• **Data provided**:
* START *

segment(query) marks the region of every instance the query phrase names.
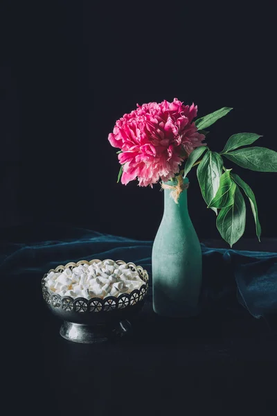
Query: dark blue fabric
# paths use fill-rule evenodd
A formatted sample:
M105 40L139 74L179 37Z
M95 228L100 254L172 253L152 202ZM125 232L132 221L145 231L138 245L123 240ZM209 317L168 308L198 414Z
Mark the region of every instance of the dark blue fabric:
M80 228L71 229L69 234L70 237L57 240L10 243L2 247L1 275L19 277L28 274L42 277L60 264L109 258L141 265L149 272L151 279L152 241ZM202 309L232 309L240 304L256 318L277 312L277 253L211 249L204 245L202 248Z

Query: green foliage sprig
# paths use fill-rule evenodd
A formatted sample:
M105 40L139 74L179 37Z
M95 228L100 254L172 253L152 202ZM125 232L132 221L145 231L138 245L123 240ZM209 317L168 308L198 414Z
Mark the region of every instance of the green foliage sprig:
M198 119L195 125L206 135L208 132L203 129L215 123L231 110L224 107ZM227 169L224 166L223 157L251 171L277 172L277 152L259 146L243 147L252 144L262 137L255 133L233 135L220 153L213 152L206 146L197 148L190 153L184 166L185 177L193 166L198 165L197 175L203 198L207 207L215 212L217 229L231 247L240 239L245 229L246 205L240 189L249 200L259 241L261 227L252 189L233 173L232 169ZM202 158L199 159L201 157Z

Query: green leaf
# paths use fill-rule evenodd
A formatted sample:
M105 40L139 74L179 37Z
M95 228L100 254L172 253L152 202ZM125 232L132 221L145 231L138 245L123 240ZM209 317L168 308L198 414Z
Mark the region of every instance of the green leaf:
M121 177L123 173L123 165L121 165L120 168L119 169L118 176L117 177L117 183L118 183L119 181L120 180L120 177Z
M204 117L201 117L195 121L195 125L198 129L203 130L209 125L211 125L219 119L224 117L233 108L229 107L223 107L220 110L217 110L213 113L207 114Z
M201 133L202 135L205 135L206 136L210 132L207 132L207 130L197 130L197 133Z
M256 135L255 133L238 133L237 135L233 135L228 139L224 148L220 154L230 152L230 150L233 150L238 147L242 147L242 146L252 144L259 137L262 137L262 136Z
M249 185L238 175L235 175L235 173L231 173L231 177L234 180L234 181L244 191L245 194L248 196L251 205L251 207L253 212L253 216L254 217L255 223L256 223L256 233L257 234L258 239L260 242L260 234L262 232L262 229L260 227L259 218L258 216L258 207L257 202L256 201L256 198L254 193L252 189L250 188Z
M208 205L220 187L222 173L222 158L216 152L208 150L204 156L197 168L197 178L203 198ZM211 207L217 214L217 209Z
M233 205L220 209L216 225L222 239L232 247L244 232L245 223L245 202L237 187Z
M234 194L237 185L232 180L230 176L231 169L226 171L220 177L220 187L215 196L212 199L208 208L213 207L214 208L224 208L229 205L233 205L234 201Z
M188 156L187 161L186 162L184 172L184 177L188 175L188 172L190 171L193 164L198 160L200 156L208 150L206 146L201 146L199 148L196 148Z
M242 168L259 172L277 172L277 152L267 148L238 149L224 156Z

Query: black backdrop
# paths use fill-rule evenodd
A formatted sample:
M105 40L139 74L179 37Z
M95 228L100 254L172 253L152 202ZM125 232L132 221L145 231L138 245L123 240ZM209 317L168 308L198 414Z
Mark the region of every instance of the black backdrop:
M197 104L199 116L233 107L212 128L212 150L246 131L277 150L274 2L190 3L1 3L2 229L53 222L153 239L163 212L159 186L116 184L119 165L107 141L136 103L177 97ZM262 237L276 236L276 175L235 171L256 195ZM189 178L197 232L216 237L195 172Z

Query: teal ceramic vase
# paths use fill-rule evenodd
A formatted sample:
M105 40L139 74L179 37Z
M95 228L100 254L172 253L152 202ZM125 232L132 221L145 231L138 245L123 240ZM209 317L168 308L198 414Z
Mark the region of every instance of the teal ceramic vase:
M184 184L188 184L188 178ZM187 189L177 203L171 191L163 190L163 216L152 248L153 309L163 316L195 316L202 284L201 246L188 214Z

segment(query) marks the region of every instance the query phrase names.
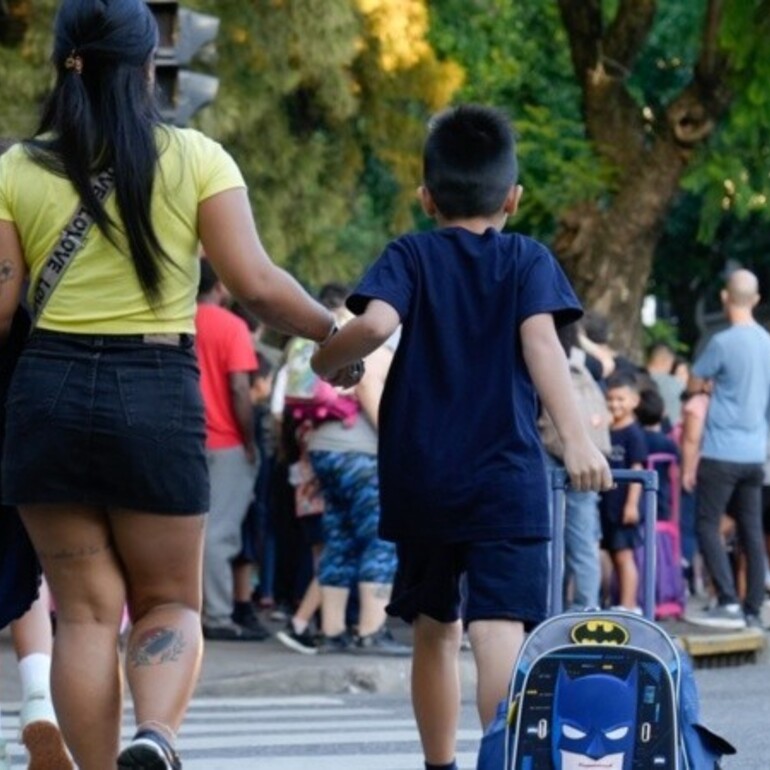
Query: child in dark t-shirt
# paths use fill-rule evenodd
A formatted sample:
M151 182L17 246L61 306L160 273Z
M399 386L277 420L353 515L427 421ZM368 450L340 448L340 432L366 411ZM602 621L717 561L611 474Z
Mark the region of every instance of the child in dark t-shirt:
M654 460L650 455L666 454L672 459L660 459L653 470L658 472L658 521L671 518L673 493L671 487L671 467L679 462L679 447L676 442L663 432L665 403L660 393L653 388L645 388L639 394L639 406L636 407L636 419L644 430L647 445L648 463Z
M556 336L556 325L580 316L577 299L542 244L502 232L522 192L508 121L474 105L442 113L423 172L421 203L438 227L387 246L348 299L359 317L313 367L333 382L402 326L379 415L380 531L399 559L388 613L414 624L425 766L452 770L460 579L484 725L507 694L525 627L547 611L538 396L564 441L573 488L605 489L611 479Z
M610 411L610 467L644 468L647 443L636 421L639 404L636 377L616 372L607 378L607 408ZM637 603L639 573L634 548L639 541L639 500L641 485L619 485L602 493L599 512L602 522L602 548L609 553L618 583L620 608L641 613ZM609 582L609 581L607 581Z

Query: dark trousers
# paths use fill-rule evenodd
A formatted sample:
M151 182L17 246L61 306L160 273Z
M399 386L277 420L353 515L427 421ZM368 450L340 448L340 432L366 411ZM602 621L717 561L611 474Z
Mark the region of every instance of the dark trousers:
M698 465L696 531L706 568L720 604L738 601L735 579L719 535L719 520L729 513L746 556L747 613L759 615L765 597L765 557L762 535L762 479L759 463L730 463L701 459ZM729 510L728 510L729 504Z

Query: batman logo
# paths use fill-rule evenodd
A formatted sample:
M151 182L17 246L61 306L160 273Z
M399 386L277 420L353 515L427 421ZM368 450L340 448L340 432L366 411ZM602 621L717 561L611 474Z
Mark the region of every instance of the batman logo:
M607 618L584 620L572 626L569 635L575 644L613 644L619 647L628 644L630 638L624 626Z

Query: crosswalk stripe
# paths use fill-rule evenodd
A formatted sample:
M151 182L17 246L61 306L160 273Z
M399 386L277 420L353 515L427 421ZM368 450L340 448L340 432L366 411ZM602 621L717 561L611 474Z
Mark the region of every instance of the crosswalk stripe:
M249 770L418 770L422 767L422 755L387 754L386 756L367 756L361 754L318 755L304 759L297 757L256 757L248 762ZM475 767L476 754L460 752L457 754L460 767ZM237 759L185 759L184 770L245 770L247 765Z
M16 743L19 704L4 703L3 737L13 770L24 750ZM124 744L134 732L130 703ZM473 767L480 734L461 729L458 763ZM193 700L178 741L185 770L416 770L422 752L404 707L335 697L201 698Z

* END *

• **The exercise**:
Present every line of the data above as a numbered list, skipping blank lines and leaving out the pictures.

• **Answer to the task**:
1. segment(query) marks the region of every instance the query phrase names.
2. Query: dark blue fabric
3. # paths use fill-rule evenodd
4. A formatted sample:
5. M105 40L139 74L179 37Z
6. M95 228L100 254L172 253L152 202ZM125 232L132 221L145 231L138 245L123 240ZM209 317L168 308L198 414Z
7. Mark the region of every instance of the dark blue fabric:
8. M80 228L71 229L69 234L70 237L57 240L10 243L2 247L1 275L19 277L28 274L42 277L60 264L109 258L141 265L149 272L151 279L152 241ZM202 309L232 309L240 304L256 318L277 312L277 253L211 249L204 245L202 248Z
9. Query: green foliage sprig
10. # paths use fill-rule evenodd
11. A formatted sample:
12. M105 40L139 74L179 37Z
13. M95 228L100 254L172 253L152 202ZM125 232L132 221L145 231L138 245L123 240ZM209 317L168 308L198 414Z
14. Mark the region of every instance of the green foliage sprig:
15. M198 119L195 125L206 135L208 132L203 129L215 123L231 110L224 107ZM227 169L224 166L223 157L251 171L277 172L277 152L259 146L243 147L252 144L262 137L255 133L233 135L220 153L213 152L206 146L197 148L190 153L184 166L185 177L193 166L198 165L197 175L203 198L207 207L215 212L217 229L231 247L240 239L245 229L246 205L240 189L249 200L259 241L261 227L252 189L233 173L232 169ZM202 158L199 159L201 157Z
16. Query: green leaf
17. # paths use fill-rule evenodd
18. A formatted sample:
19. M105 40L139 74L179 37Z
20. M95 228L100 254L172 253L152 202ZM125 232L132 221L145 231L138 245L123 240ZM209 317L168 308L198 414Z
21. Mark the region of every instance of the green leaf:
22. M121 177L123 173L123 165L121 165L120 168L119 169L118 176L117 177L117 183L118 183L119 181L120 180L120 177Z
23. M204 117L201 117L195 121L195 125L198 129L203 130L209 125L211 125L219 119L224 117L233 108L229 107L223 107L220 110L217 110L213 113L207 114Z
24. M201 133L202 135L205 135L206 136L210 132L207 132L207 130L197 130L197 133Z
25. M256 135L255 133L238 133L237 135L233 135L228 139L224 148L220 154L230 152L230 150L233 150L238 147L242 147L242 146L252 144L259 137L262 137L262 136Z
26. M249 185L238 175L235 175L235 173L231 173L231 177L234 180L234 181L244 191L245 194L248 196L251 205L251 207L253 212L253 216L254 217L255 223L256 223L256 233L257 234L258 239L260 242L260 234L262 232L262 229L260 227L259 218L258 216L258 207L257 202L256 201L256 198L254 193L252 189L250 188Z
27. M208 205L220 187L222 173L222 158L216 152L208 150L204 156L197 168L197 178L203 198ZM211 207L217 214L217 209Z
28. M233 205L220 209L216 225L222 239L232 247L244 232L245 223L245 202L237 187Z
29. M234 194L237 185L232 180L230 176L231 169L226 171L220 177L220 187L215 196L212 199L208 208L213 207L214 208L224 208L229 205L233 205L234 201Z
30. M188 156L187 161L186 162L184 172L184 177L188 175L188 172L190 171L193 164L198 160L200 156L208 150L206 146L201 146L199 148L196 148Z
31. M242 168L259 172L277 172L277 152L267 148L238 149L224 156Z
32. Query: black backdrop
33. # paths use fill-rule evenodd
34. A formatted sample:
35. M105 40L139 74L179 37Z
36. M95 228L100 254L172 253L152 202ZM125 232L132 221L145 231L138 245L123 240ZM209 317L168 308L198 414Z
37. Mark the region of every instance of the black backdrop:
38. M197 104L199 116L233 107L212 128L212 150L246 131L277 150L274 2L190 3L1 3L2 229L53 222L153 239L163 212L159 186L116 184L119 165L107 141L136 103L177 97ZM262 237L276 236L276 175L235 171L256 195ZM189 178L197 232L216 237L195 172Z
39. Query: teal ceramic vase
40. # paths use fill-rule evenodd
41. A formatted sample:
42. M105 40L139 74L179 37Z
43. M95 228L100 254L172 253L152 202ZM125 232L132 221L145 231L138 245L123 240ZM209 317L168 308L198 414Z
44. Mark the region of every instance of the teal ceramic vase:
45. M184 184L188 184L188 178ZM187 189L177 203L171 191L163 190L163 216L152 248L153 309L163 316L195 316L202 284L201 246L188 214Z
46. segment(query) marks the region of every instance the query phrase names.
47. Query: child in dark t-shirt
48. # paths use fill-rule evenodd
49. A formatted sample:
50. M151 182L17 246L61 306L160 273Z
51. M399 386L277 420L353 515L427 421ZM368 450L340 448L340 432L366 411ZM602 621L717 561L611 474Z
52. Mark the region of every instance of the child in dark t-shirt:
53. M654 460L650 455L666 454L672 459L660 459L653 470L658 472L658 521L671 518L673 493L671 487L671 467L679 462L679 447L676 442L663 432L665 403L660 393L653 388L645 388L639 394L639 406L636 407L636 419L644 430L647 445L648 463Z
54. M556 336L556 325L580 316L577 299L542 244L502 232L522 192L508 121L474 105L442 113L423 172L421 203L438 227L387 246L348 299L359 317L313 367L333 382L402 326L379 415L380 531L399 559L388 613L414 624L425 766L452 770L460 579L484 725L507 694L525 627L547 611L538 396L564 441L573 488L605 489L611 479Z
55. M610 411L610 467L644 468L647 443L636 421L639 404L636 377L616 372L607 378L607 408ZM637 603L639 573L634 548L639 541L639 500L641 485L619 485L602 493L599 512L602 522L602 548L609 553L618 583L620 608L641 613ZM609 582L609 581L607 581Z
56. Query: dark trousers
57. # paths use fill-rule evenodd
58. A formatted sample:
59. M151 182L17 246L61 306L160 273Z
60. M399 386L277 420L353 515L427 421ZM368 450L340 448L340 432L366 411ZM602 621L717 561L611 474Z
61. Mark the region of every instance of the dark trousers:
62. M698 465L696 531L706 568L720 604L738 601L735 579L719 535L719 520L729 513L746 556L747 613L759 615L765 597L765 557L762 535L762 479L759 463L730 463L701 459ZM729 510L728 510L729 504Z
63. Query: batman logo
64. # paths use fill-rule evenodd
65. A formatted sample:
66. M151 182L17 246L61 306L160 273Z
67. M399 386L277 420L353 515L427 421ZM368 450L340 448L340 432L366 411ZM602 621L717 561L611 474Z
68. Mark the region of every instance of the batman logo:
69. M607 618L584 620L572 626L569 635L575 644L613 644L619 647L628 644L630 638L624 626Z
70. Query: crosswalk stripe
71. # paths use fill-rule evenodd
72. A formatted sample:
73. M151 182L17 246L61 306L160 273Z
74. M399 386L277 420L353 515L427 421ZM368 450L340 448L340 432L366 411ZM602 621L717 561L611 474Z
75. Mark the region of every instance of the crosswalk stripe:
76. M249 770L418 770L422 767L422 755L387 754L386 756L367 756L361 754L318 755L304 759L297 757L256 757L248 762ZM475 767L476 754L460 752L457 754L460 767ZM237 759L185 759L184 770L245 770L247 765Z
77. M16 743L19 704L4 703L3 737L13 770L24 750ZM124 744L134 732L130 703ZM473 767L480 734L461 729L458 763ZM193 700L178 741L185 770L416 770L422 752L404 707L335 697L201 698Z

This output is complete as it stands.